• **Brief**
Which lines of the records contain the string "track"? Pull out every one of them.

--- start Data for processing ---

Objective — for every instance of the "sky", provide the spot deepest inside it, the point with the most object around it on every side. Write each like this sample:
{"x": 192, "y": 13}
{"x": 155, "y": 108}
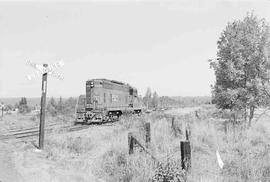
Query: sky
{"x": 163, "y": 45}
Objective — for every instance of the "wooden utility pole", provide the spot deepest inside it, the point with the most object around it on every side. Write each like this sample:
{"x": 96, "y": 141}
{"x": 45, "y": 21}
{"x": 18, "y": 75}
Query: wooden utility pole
{"x": 43, "y": 108}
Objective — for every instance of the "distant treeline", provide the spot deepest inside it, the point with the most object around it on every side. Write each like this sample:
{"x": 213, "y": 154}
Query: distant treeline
{"x": 179, "y": 101}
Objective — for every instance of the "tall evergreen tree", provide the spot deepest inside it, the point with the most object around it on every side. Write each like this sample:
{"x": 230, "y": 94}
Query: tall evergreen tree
{"x": 242, "y": 66}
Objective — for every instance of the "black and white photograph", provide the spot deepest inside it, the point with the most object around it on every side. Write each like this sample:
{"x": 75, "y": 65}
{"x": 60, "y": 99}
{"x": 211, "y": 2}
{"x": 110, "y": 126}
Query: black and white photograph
{"x": 135, "y": 91}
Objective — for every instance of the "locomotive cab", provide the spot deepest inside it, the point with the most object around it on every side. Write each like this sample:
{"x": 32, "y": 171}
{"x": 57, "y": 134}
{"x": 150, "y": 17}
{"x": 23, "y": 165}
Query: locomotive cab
{"x": 107, "y": 99}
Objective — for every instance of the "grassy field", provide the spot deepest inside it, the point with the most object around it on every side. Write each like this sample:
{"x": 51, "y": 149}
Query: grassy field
{"x": 100, "y": 153}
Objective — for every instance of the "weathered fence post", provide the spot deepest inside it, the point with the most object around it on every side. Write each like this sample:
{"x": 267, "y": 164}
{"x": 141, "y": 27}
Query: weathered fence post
{"x": 173, "y": 124}
{"x": 147, "y": 134}
{"x": 225, "y": 127}
{"x": 185, "y": 155}
{"x": 43, "y": 108}
{"x": 188, "y": 134}
{"x": 130, "y": 143}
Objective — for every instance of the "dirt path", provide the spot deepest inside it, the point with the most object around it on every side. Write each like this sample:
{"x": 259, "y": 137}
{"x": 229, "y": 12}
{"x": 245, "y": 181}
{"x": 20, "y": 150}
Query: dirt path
{"x": 8, "y": 171}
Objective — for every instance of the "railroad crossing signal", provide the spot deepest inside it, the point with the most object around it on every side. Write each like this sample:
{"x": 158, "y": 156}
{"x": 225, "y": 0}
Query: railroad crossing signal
{"x": 44, "y": 70}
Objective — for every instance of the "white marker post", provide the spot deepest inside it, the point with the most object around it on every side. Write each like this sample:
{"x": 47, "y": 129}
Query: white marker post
{"x": 43, "y": 108}
{"x": 44, "y": 70}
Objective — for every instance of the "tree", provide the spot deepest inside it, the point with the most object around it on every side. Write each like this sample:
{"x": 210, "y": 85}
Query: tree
{"x": 147, "y": 97}
{"x": 242, "y": 66}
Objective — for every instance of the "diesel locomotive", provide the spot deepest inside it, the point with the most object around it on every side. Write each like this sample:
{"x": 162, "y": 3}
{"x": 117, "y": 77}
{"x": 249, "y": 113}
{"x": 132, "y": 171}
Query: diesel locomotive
{"x": 107, "y": 100}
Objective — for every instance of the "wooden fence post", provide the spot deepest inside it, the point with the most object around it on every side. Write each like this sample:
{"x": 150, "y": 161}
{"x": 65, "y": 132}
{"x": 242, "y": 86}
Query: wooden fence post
{"x": 130, "y": 143}
{"x": 188, "y": 134}
{"x": 173, "y": 124}
{"x": 185, "y": 155}
{"x": 147, "y": 134}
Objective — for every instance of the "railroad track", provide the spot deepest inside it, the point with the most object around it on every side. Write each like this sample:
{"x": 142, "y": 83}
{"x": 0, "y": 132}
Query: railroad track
{"x": 34, "y": 131}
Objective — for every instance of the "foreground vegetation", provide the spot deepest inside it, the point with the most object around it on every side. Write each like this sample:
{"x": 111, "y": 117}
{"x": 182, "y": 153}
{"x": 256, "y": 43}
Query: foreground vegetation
{"x": 244, "y": 150}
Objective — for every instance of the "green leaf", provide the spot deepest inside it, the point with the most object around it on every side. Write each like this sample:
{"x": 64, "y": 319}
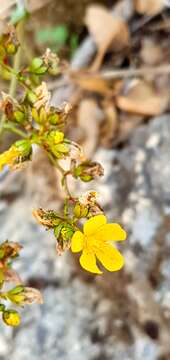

--- end Data for processing ---

• **Solution**
Objective — for every instance of the "railroad track", provide the spot deepest inside it, the point with the most object around it on every side. Write each like this sample:
Query: railroad track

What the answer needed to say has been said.